The exercise
Extract the lines from the start of the records through the line containing "of the black", reproducing them word for word but omitting the pictures.

Provided entries
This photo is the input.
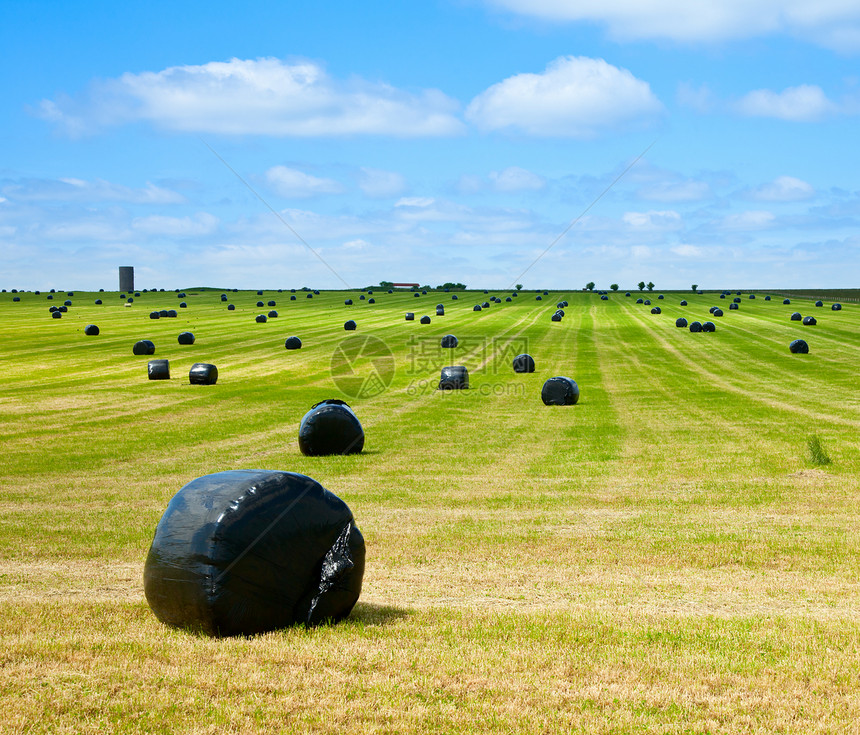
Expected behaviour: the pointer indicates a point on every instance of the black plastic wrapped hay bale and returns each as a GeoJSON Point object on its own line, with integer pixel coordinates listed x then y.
{"type": "Point", "coordinates": [560, 391]}
{"type": "Point", "coordinates": [524, 363]}
{"type": "Point", "coordinates": [203, 373]}
{"type": "Point", "coordinates": [454, 377]}
{"type": "Point", "coordinates": [158, 369]}
{"type": "Point", "coordinates": [330, 427]}
{"type": "Point", "coordinates": [143, 347]}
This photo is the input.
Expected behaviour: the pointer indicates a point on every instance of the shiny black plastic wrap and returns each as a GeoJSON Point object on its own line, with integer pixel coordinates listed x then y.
{"type": "Point", "coordinates": [248, 551]}
{"type": "Point", "coordinates": [454, 377]}
{"type": "Point", "coordinates": [560, 391]}
{"type": "Point", "coordinates": [330, 427]}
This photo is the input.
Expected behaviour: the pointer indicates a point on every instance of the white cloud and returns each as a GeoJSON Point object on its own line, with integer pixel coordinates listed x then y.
{"type": "Point", "coordinates": [805, 103]}
{"type": "Point", "coordinates": [295, 184]}
{"type": "Point", "coordinates": [201, 224]}
{"type": "Point", "coordinates": [782, 189]}
{"type": "Point", "coordinates": [653, 220]}
{"type": "Point", "coordinates": [264, 96]}
{"type": "Point", "coordinates": [78, 190]}
{"type": "Point", "coordinates": [833, 23]}
{"type": "Point", "coordinates": [750, 220]}
{"type": "Point", "coordinates": [575, 97]}
{"type": "Point", "coordinates": [689, 190]}
{"type": "Point", "coordinates": [379, 184]}
{"type": "Point", "coordinates": [515, 178]}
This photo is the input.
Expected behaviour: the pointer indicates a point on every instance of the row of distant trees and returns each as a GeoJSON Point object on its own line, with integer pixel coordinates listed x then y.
{"type": "Point", "coordinates": [642, 286]}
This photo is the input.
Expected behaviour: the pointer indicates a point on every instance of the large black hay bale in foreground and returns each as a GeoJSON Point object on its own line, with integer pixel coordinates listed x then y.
{"type": "Point", "coordinates": [143, 347]}
{"type": "Point", "coordinates": [158, 369]}
{"type": "Point", "coordinates": [249, 551]}
{"type": "Point", "coordinates": [330, 427]}
{"type": "Point", "coordinates": [560, 391]}
{"type": "Point", "coordinates": [454, 377]}
{"type": "Point", "coordinates": [524, 364]}
{"type": "Point", "coordinates": [449, 341]}
{"type": "Point", "coordinates": [203, 373]}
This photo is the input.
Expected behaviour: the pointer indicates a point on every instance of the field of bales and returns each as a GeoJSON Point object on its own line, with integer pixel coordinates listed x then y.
{"type": "Point", "coordinates": [679, 552]}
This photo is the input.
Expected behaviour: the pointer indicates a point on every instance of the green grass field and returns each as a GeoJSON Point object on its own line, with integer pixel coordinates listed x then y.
{"type": "Point", "coordinates": [665, 556]}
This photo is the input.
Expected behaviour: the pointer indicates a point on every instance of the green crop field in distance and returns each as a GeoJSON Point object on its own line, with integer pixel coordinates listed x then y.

Solution
This photo is the input.
Expected behaviour: the pointer indicates a point on every instance of the black plastic wrapped hay bale and returns each as a GeoJSON Point object on its own line, with integer pixel coordinates listed x then y.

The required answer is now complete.